Records for this task:
• • •

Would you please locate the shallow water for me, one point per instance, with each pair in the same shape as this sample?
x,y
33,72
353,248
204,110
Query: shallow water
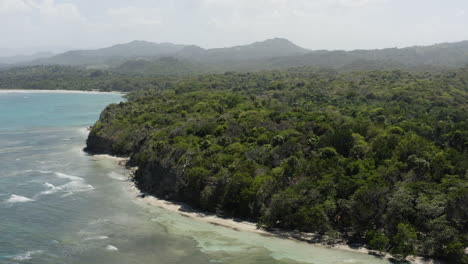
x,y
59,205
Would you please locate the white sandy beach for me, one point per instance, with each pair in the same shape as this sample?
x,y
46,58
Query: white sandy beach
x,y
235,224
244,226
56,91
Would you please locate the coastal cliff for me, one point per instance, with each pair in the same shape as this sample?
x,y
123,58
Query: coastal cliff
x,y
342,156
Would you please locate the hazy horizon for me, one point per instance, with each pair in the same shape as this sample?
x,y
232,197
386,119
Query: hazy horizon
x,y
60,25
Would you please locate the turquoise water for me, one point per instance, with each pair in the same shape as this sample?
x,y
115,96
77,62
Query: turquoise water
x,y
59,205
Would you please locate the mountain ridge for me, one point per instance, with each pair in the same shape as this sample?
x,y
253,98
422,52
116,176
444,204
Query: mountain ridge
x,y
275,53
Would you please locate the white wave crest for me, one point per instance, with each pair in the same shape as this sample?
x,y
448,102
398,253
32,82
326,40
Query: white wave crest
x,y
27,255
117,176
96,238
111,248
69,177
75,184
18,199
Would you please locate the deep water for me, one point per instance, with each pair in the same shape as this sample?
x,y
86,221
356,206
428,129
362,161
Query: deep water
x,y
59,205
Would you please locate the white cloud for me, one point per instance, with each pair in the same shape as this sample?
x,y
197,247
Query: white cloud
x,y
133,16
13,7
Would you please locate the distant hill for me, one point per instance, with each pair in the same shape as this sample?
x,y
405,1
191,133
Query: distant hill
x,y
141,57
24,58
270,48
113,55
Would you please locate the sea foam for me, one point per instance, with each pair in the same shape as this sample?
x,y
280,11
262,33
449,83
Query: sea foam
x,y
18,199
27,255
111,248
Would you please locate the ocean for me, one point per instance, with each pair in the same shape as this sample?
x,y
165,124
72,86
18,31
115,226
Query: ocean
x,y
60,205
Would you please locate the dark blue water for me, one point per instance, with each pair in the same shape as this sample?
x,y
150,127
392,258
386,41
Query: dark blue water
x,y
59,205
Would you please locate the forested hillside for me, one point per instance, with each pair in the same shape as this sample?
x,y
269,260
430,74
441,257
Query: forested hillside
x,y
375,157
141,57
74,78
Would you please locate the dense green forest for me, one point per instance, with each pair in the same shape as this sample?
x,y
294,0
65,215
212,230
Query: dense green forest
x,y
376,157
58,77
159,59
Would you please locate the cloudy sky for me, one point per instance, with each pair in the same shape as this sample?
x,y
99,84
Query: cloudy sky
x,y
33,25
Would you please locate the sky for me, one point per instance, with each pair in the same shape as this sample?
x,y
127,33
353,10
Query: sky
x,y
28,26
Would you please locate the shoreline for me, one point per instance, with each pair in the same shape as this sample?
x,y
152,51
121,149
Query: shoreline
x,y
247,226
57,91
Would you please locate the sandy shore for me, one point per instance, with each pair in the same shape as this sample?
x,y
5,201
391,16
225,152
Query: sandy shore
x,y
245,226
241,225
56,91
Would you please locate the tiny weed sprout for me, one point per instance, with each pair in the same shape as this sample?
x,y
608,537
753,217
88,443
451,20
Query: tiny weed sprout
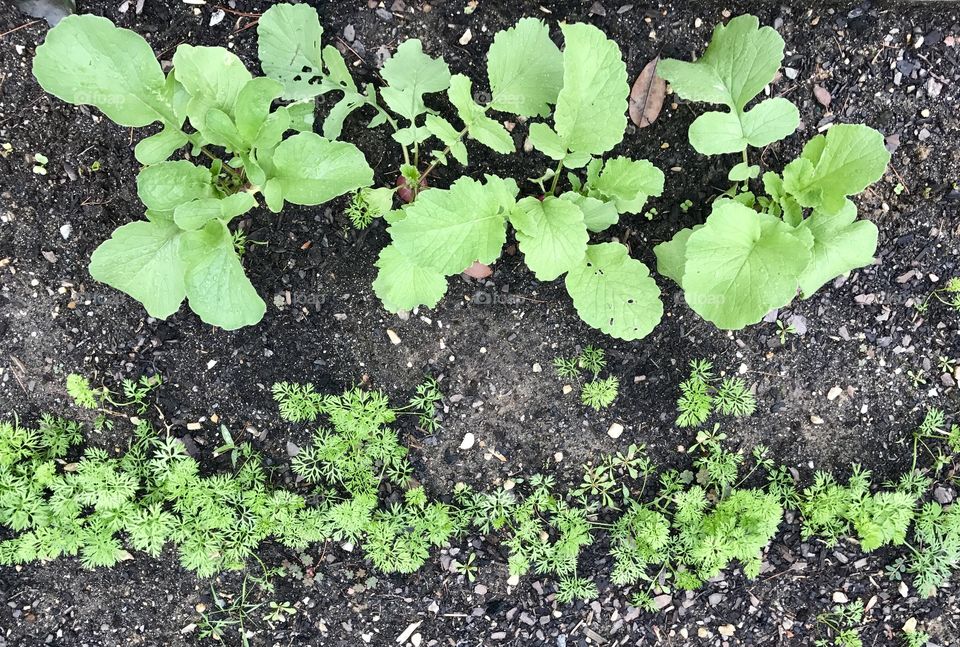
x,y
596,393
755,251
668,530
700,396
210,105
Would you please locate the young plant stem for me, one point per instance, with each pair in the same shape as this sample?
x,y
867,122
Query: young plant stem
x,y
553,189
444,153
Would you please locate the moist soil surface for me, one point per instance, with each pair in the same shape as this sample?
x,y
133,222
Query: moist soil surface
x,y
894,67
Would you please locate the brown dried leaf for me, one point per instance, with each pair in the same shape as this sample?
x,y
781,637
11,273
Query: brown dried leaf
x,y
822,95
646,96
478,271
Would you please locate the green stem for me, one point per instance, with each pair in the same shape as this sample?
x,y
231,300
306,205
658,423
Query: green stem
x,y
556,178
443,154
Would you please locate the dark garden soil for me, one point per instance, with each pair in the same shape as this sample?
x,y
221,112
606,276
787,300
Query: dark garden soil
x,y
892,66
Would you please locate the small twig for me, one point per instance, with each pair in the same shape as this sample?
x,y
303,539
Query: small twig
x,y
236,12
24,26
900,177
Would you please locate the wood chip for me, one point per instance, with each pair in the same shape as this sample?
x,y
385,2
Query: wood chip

• • •

Objective: Print each entry shown above with exact wording and no pictures.

Written solution:
Would you please locate the shallow water for me, one point per instance, with each pair in the same shape as this sample?
x,y
33,72
353,248
204,110
Query: shallow water
x,y
59,205
Would you please locate the white sandy beach for me, one point per instance, with each pair in the same shape as this sample?
x,y
46,58
Query: white sandy beach
x,y
235,224
244,226
56,91
Would you please locate the coastal cliff for me, one point per instance, with each pair in the same shape as this sample?
x,y
123,58
Query: coastal cliff
x,y
342,156
Would you please locate the hazy horizon for me, one point per instance, with each pair in the same shape as this sample?
x,y
232,197
386,119
Query: hazy horizon
x,y
60,25
Would you please locate the turquoise water for me, one point per instance, with each pair in the same shape as this sample?
x,y
115,96
77,62
Query: turquoise water
x,y
59,205
Would you please locate the mountain ridge for me, one point per instance, with each pair in the same shape as this sample?
x,y
253,98
422,52
116,176
444,204
Query: mountain ridge
x,y
275,53
Would you please locate the white wave crest for me, one point per instance, with each pair in the same shape as this sample?
x,y
448,102
398,253
32,82
326,40
Query: white wave crest
x,y
27,255
117,176
96,238
111,248
69,177
75,184
18,199
Would you please locate the deep water for me, one point per instance, with each pair in the same shape as this sample?
x,y
86,221
356,206
428,129
362,161
Query: deep water
x,y
59,205
Would you please locate the white cloud for me, one point per instance, with each pair in the same shape as this sample?
x,y
197,247
Query: white cloud
x,y
133,16
13,7
Would you please locate the distant hill for me, one point per instance, with each pair in the same shape as this sample?
x,y
405,1
191,133
Query: distant hill
x,y
141,57
24,58
270,48
113,55
Would you please locate the sea foam for me, one point per instance, with each pair in the same shape as this sample?
x,y
280,11
262,33
449,83
Query: sea foam
x,y
18,199
27,255
111,248
Would you please locate the ocean for me, one point per instance, with each pair in the same shape as this sample?
x,y
165,124
72,86
18,31
115,226
Query: ocean
x,y
60,205
Would you please locate the dark blue water for me, one point per instance, with each pair in the same shape as this sample?
x,y
150,127
392,258
386,41
Query: dark blue water
x,y
59,205
Would you please locate the forested hillside for me, one point per instance, with each pair in the same shape as this sample?
x,y
269,260
430,74
441,257
Query: forested hillside
x,y
375,157
141,57
74,78
Would you please locate the dense green forest for me, one point per instance, with each pair in the same shape as this sample?
x,y
294,0
65,215
212,230
Query: dense green forest
x,y
376,157
58,77
159,59
Would you please locate the cloudy sky for me, one point per instance, with each pair in the same shape as this sample?
x,y
99,84
Query: cloudy sky
x,y
33,25
Would you please locate the sky for me, one point per instance, with each pair in the same shape as this sample?
x,y
127,33
353,10
Query: sky
x,y
28,26
Would you please locate the shoreline for me, one point per instance, with each pair in the same shape as this sample?
x,y
152,51
121,149
Query: shoreline
x,y
247,226
57,91
Would you please locate the sandy shore for me, one point per instance, with each pair in the same shape as this sample?
x,y
5,201
391,16
225,152
Query: sandy shore
x,y
245,226
241,225
56,91
Would you please locate the tiny weed sprout for me, one point per instance, with each pair in the same shape as this sample?
x,y
608,537
753,217
88,443
451,20
Query: tiny weed sprout
x,y
596,393
755,251
668,530
700,396
210,105
Would you please locate the young plant stem for me, one point per instance, with each pair in the same shape as this sample?
x,y
867,122
Query: young plant stem
x,y
553,189
444,153
Would you please locate the moist soil surface for me, one point per instance, with each pair in the same shape as this sample?
x,y
133,222
Query: moist soil surface
x,y
894,67
Would you please locate the brown dried leaf for me, one point per instance, with each pair in the same shape as this sample?
x,y
781,637
11,273
Query: brown dried leaf
x,y
822,95
646,96
478,271
Would you please locate the green stem for me, one point per instance, with each pair in the same shape as this sample?
x,y
231,300
306,205
658,423
Query: green stem
x,y
556,178
443,154
Would you please locate the dark garden soil for me, one point per instance, with each pair in the same shape as this sample?
x,y
221,112
606,276
787,300
Query: dark garden soil
x,y
892,66
Would you please locate the small twig for me, one point per instance, with each pair in the same shape as this sample?
x,y
303,539
Query: small twig
x,y
236,12
24,26
900,177
Would you please locate the wood chip for me, one point per instance, with each pair in the same shape as this sample?
x,y
385,2
Query: wood chip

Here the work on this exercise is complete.